• **Brief A**: Reproduce the stretch of the checkpoint corruption text from "Official Responses and" through "under difficult conditions." word for word.
• **Brief B**: Continue the text on checkpoint corruption in Nigeria from the point where it stops.

• **Extract**:
#####

By The Searchlight Editorial Desk / June 4, 2026

Allegations of corruption and collusion at security checkpoints, particularly involving the Nigerian Army and other forces, are longstanding and persistent. They gained renewed traction amid worsening banditry and the spread of kidnappings to the Southwest, including the May 2025 Oyo school abductions. These claims suggest soldiers sometimes turn a blind eye, demand bribes, or actively aid criminals in exchange for payments, undermining counter-insurgency efforts.
Nature and Evidence of Allegations
Common Patterns:
– Bribery and Extortion: Motorists, especially commercial drivers, routinely report demands for “tolls” or bribes at checkpoints. Amounts range from small tokens (e.g., N100) to larger sums for trucks. This is documented across police, army, civil defense, and customs. Studies and eyewitness accounts describe it as normalized on major highways.
– Collusion with Bandits: Residents in Northwest states (Katsina, Zamfara, etc.) allege soldiers sell ammunition, allow passage for ransom deliveries, or leak operational details. Videos and local reports claim bandits operate freely near checkpoints. In Katsina, a 2025 investigative report led to court-martial proceedings against implicated personnel for selling ammunition.
– Disguise and Facilitation: During the Oyo abductions, some eyewitnesses claimed attackers wore military-style uniforms, raising questions about infiltration or complicity (though this could also indicate stolen gear).
Broader Context:
– Systemic defence corruption: High defence budgets (₦5.41 trillion in 2026) contrast with poor outcomes, including base overruns and equipment shortages. Reports highlight embezzlement, ghost units, and procurement scandals.
– Think tanks like SBM Intelligence and Transparency International note corruption as a key driver of insecurity, eroding morale and operational effectiveness.
Social media amplifies these claims, with videos of extortion and resident testimonies circulating widely.
Official Responses and Actions
The Nigerian Army consistently denies systemic collusion:
– Isolated incidents are acknowledged and punished. In the Katsina case, a soldier faced court-martial, and a civilian accomplice was referred to DSS.
– Warnings issued against unprofessional conduct at checkpoints (e.g., 2023 statements from divisions).
– Operations like forest clearances and neutralizations are cited as evidence of commitment, with claims that most soldiers perform honorably under difficult conditions.
Critics argue that responses are reactive and insufficient, with low transparency on prosecutions and persistent patterns suggesting deeper rot.

#####

• **Extracted material**:
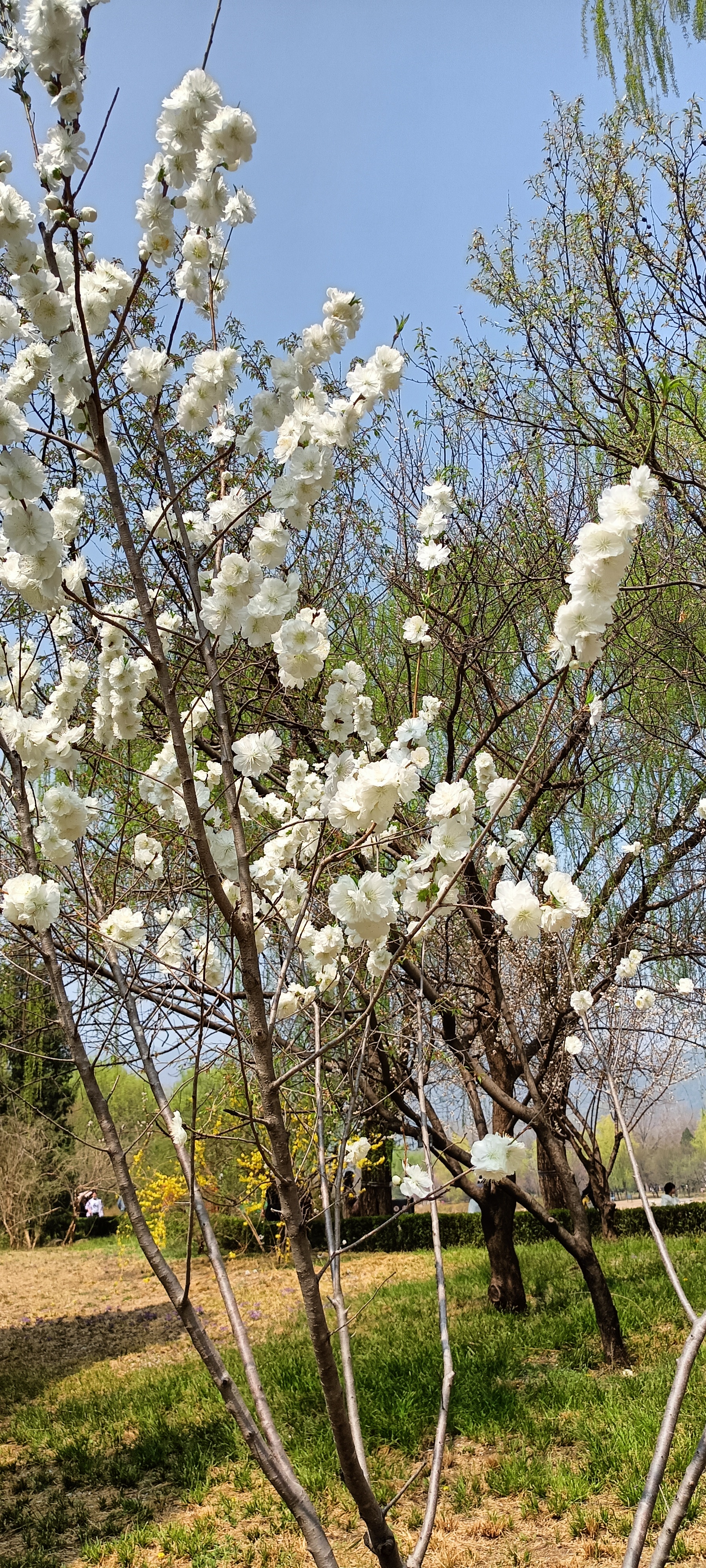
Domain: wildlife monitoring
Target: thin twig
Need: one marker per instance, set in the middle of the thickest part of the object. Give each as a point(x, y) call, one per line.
point(95, 151)
point(653, 1225)
point(417, 1558)
point(653, 1484)
point(401, 1494)
point(338, 1294)
point(211, 37)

#####

• **Exercise result A**:
Official Responses and Actions
The Nigerian Army consistently denies systemic collusion:
– Isolated incidents are acknowledged and punished. In the Katsina case, a soldier faced court-martial, and a civilian accomplice was referred to DSS.
– Warnings issued against unprofessional conduct at checkpoints (e.g., 2023 statements from divisions).
– Operations like forest clearances and neutralizations are cited as evidence of commitment, with claims that most soldiers perform honorably under difficult conditions.

• **Exercise result B**:
Critical Analysis

Why Persistent?
– Economic Pressures: Low pay, poor welfare, and delayed allowances push junior ranks toward survival corruption. Senior-level procurement graft diverts resources.
– Structural Issues: Porous borders, vast ungoverned forests, and coordination failures between agencies enable criminals, while overstretched forces manning numerous checkpoints strain resources.
– Incentives: Banditry is lucrative (ransom economy). Collusion allegations fit a pattern where some elements profit from chaos.
– Evidence Gaps: Many claims are anecdotal or unverified, risking exaggeration. However, repeated independent reports (Amnesty, ICPC, journalists) and internal military actions confirm real problems. Not every checkpoint is corrupt, but enough are to damage credibility.
Link to Broader Insecurity:
These issues exacerbate bandit boldness. If checkpoints are permeable, forests remain safe havens, and rescues lag (as in Oyo). Corruption undermines public trust, deters intelligence sharing, and fuels conspiracy theories about political protection of certain groups.
Counterpoints:
Banditry predates Tinubu and stems from deeper failures (poverty, arms proliferation, governance). Many soldiers risk their lives daily. Blanket accusations risk demoralizing forces. Foreign or political plots lack hard evidence compared to domestic corruption drivers.
Recommendations for Reform
– Transparency: Publish regular audits of checkpoint operations and prosecution statistics.
– Welfare and Tech: Improve soldier pay/logistics; deploy more cameras, body cams, and intelligence tech at checkpoints.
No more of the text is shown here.